THE REQUEST: Tally the lines below that contain the string "garage", matching case exactly, and reply with only the number.

○ ○ ○ ○

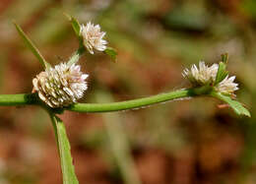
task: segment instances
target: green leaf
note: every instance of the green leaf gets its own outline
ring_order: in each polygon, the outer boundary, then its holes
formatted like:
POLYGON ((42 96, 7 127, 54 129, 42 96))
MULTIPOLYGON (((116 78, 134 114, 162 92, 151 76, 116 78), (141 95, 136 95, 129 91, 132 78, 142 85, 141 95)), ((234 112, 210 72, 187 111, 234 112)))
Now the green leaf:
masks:
POLYGON ((227 53, 222 54, 222 61, 223 61, 224 64, 227 63, 227 60, 228 60, 228 54, 227 54, 227 53))
POLYGON ((22 28, 19 25, 17 25, 15 22, 14 22, 14 25, 15 25, 16 30, 18 31, 19 34, 21 35, 21 37, 23 38, 25 43, 28 45, 28 47, 32 50, 33 55, 39 60, 39 62, 43 65, 44 68, 49 68, 50 64, 46 62, 46 60, 40 54, 39 50, 35 47, 35 45, 32 43, 32 41, 23 31, 22 28))
POLYGON ((225 70, 225 68, 226 66, 224 62, 219 63, 215 85, 221 83, 228 75, 228 72, 225 70))
POLYGON ((212 92, 211 95, 229 104, 236 114, 251 117, 250 112, 239 101, 232 99, 230 96, 216 92, 212 92))
POLYGON ((114 48, 112 47, 107 47, 105 50, 104 50, 104 53, 109 55, 112 59, 112 61, 116 62, 116 55, 117 55, 117 52, 114 48))
POLYGON ((64 184, 78 184, 75 168, 72 161, 70 144, 66 133, 65 125, 55 114, 50 113, 54 133, 57 140, 60 154, 61 170, 64 184))
POLYGON ((68 18, 68 20, 71 22, 72 28, 76 33, 77 36, 80 36, 80 24, 78 22, 78 20, 66 13, 64 13, 64 15, 68 18))

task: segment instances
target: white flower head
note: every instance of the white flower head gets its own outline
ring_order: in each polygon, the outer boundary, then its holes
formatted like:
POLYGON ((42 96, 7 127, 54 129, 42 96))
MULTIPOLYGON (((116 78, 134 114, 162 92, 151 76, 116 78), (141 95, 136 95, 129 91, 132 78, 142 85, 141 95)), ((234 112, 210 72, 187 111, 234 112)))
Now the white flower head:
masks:
POLYGON ((238 90, 238 84, 233 83, 234 79, 235 76, 230 78, 226 76, 221 83, 216 86, 216 90, 224 93, 232 93, 234 91, 238 90))
POLYGON ((68 106, 83 97, 88 76, 80 71, 80 65, 61 63, 39 73, 32 80, 32 92, 52 108, 68 106))
MULTIPOLYGON (((190 83, 195 87, 214 85, 219 69, 219 64, 213 64, 212 66, 207 66, 205 62, 200 61, 199 67, 193 65, 191 69, 185 69, 182 72, 182 76, 187 78, 190 83)), ((226 76, 222 82, 215 86, 216 91, 224 93, 233 93, 237 91, 238 84, 234 83, 235 77, 232 76, 228 78, 226 76)))
POLYGON ((84 46, 91 54, 94 54, 94 49, 104 51, 106 49, 107 41, 103 39, 104 31, 100 31, 99 25, 94 25, 91 22, 87 26, 82 25, 80 34, 83 37, 84 46))
POLYGON ((192 65, 191 70, 185 69, 182 75, 194 85, 204 86, 215 81, 218 68, 218 64, 213 64, 209 67, 204 61, 200 61, 198 68, 196 65, 192 65))

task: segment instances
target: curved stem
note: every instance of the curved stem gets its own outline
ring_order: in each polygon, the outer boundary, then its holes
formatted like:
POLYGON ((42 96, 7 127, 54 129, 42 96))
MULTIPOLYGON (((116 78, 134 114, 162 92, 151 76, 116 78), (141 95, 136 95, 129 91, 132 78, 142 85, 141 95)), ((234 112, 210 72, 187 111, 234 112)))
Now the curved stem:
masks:
POLYGON ((39 104, 36 93, 0 94, 0 106, 39 104))
POLYGON ((152 105, 155 103, 164 102, 176 98, 189 97, 194 95, 192 90, 179 90, 175 92, 170 92, 167 93, 161 93, 153 95, 150 97, 143 97, 139 99, 132 99, 121 102, 111 102, 111 103, 75 103, 74 105, 66 108, 67 110, 76 112, 111 112, 120 111, 127 109, 136 109, 152 105))
POLYGON ((77 63, 80 59, 80 57, 85 53, 85 48, 80 47, 70 58, 68 61, 68 65, 73 65, 74 63, 77 63))
MULTIPOLYGON (((65 110, 77 112, 110 112, 127 110, 134 108, 141 108, 155 103, 164 102, 175 98, 189 97, 195 94, 195 90, 179 90, 167 93, 153 95, 150 97, 143 97, 138 99, 126 100, 121 102, 110 103, 75 103, 65 110)), ((36 93, 24 94, 0 94, 0 106, 17 106, 26 104, 39 104, 43 105, 36 93)), ((44 105, 45 106, 45 105, 44 105)))

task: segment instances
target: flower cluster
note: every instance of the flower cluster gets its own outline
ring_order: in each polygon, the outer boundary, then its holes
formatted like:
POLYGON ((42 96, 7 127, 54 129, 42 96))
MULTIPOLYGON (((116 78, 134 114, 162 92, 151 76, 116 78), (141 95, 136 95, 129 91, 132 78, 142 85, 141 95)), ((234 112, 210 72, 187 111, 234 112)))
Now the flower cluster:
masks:
POLYGON ((80 65, 61 63, 39 73, 32 80, 32 92, 37 92, 50 107, 68 106, 83 96, 88 89, 87 78, 88 75, 80 71, 80 65))
POLYGON ((104 31, 100 31, 99 25, 95 26, 91 22, 87 26, 82 25, 80 34, 83 37, 84 46, 91 54, 94 54, 94 49, 104 51, 106 49, 107 41, 103 39, 104 31))
MULTIPOLYGON (((213 64, 207 66, 205 62, 200 61, 199 67, 193 65, 191 69, 185 69, 182 73, 184 78, 187 78, 194 87, 205 85, 214 85, 218 73, 219 65, 213 64)), ((222 82, 215 85, 215 90, 223 93, 233 93, 237 91, 238 84, 234 83, 235 76, 228 78, 226 76, 222 82)))

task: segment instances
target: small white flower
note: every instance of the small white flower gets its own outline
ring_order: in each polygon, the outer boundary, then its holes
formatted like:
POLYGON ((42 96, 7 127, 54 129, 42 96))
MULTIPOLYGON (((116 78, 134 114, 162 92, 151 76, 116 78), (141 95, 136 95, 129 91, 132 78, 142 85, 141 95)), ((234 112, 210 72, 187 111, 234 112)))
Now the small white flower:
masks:
POLYGON ((195 86, 204 86, 215 81, 218 68, 218 64, 209 67, 204 61, 200 61, 198 68, 196 65, 192 65, 191 70, 185 69, 182 76, 195 86))
MULTIPOLYGON (((219 64, 213 64, 211 67, 207 66, 205 62, 200 61, 199 67, 193 65, 191 69, 185 69, 182 73, 184 78, 187 78, 195 87, 214 85, 219 69, 219 64)), ((214 88, 216 91, 224 93, 233 93, 237 91, 238 84, 234 83, 235 77, 228 78, 226 76, 222 82, 217 84, 214 88)))
POLYGON ((80 71, 80 65, 61 63, 39 73, 32 80, 32 92, 37 92, 50 107, 68 106, 83 96, 88 89, 87 78, 88 75, 80 71))
POLYGON ((232 93, 234 91, 238 90, 238 84, 233 83, 234 79, 235 76, 230 78, 226 76, 221 83, 216 86, 216 90, 224 93, 232 93))
POLYGON ((99 25, 95 26, 91 22, 87 26, 82 25, 80 34, 83 37, 84 46, 91 54, 94 54, 94 49, 104 51, 106 49, 107 41, 103 39, 104 31, 100 31, 99 25))

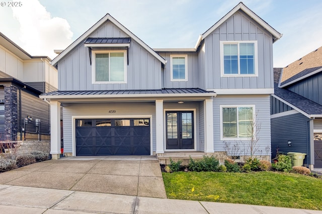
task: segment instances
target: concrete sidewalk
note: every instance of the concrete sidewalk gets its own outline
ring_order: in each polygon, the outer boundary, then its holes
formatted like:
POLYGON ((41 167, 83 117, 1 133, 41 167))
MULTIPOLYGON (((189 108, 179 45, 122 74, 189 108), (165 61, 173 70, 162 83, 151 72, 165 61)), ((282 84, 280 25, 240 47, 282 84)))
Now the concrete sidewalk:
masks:
POLYGON ((167 198, 155 156, 66 157, 0 173, 0 184, 167 198))
POLYGON ((0 185, 0 213, 292 213, 321 211, 0 185))

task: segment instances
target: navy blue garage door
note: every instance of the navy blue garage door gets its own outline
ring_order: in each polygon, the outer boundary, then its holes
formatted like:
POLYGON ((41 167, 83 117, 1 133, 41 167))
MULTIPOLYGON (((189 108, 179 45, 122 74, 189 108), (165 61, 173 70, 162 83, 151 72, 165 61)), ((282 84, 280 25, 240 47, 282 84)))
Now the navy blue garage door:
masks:
POLYGON ((76 155, 149 155, 149 119, 76 120, 76 155))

○ ○ ○ ○

RESULT: 3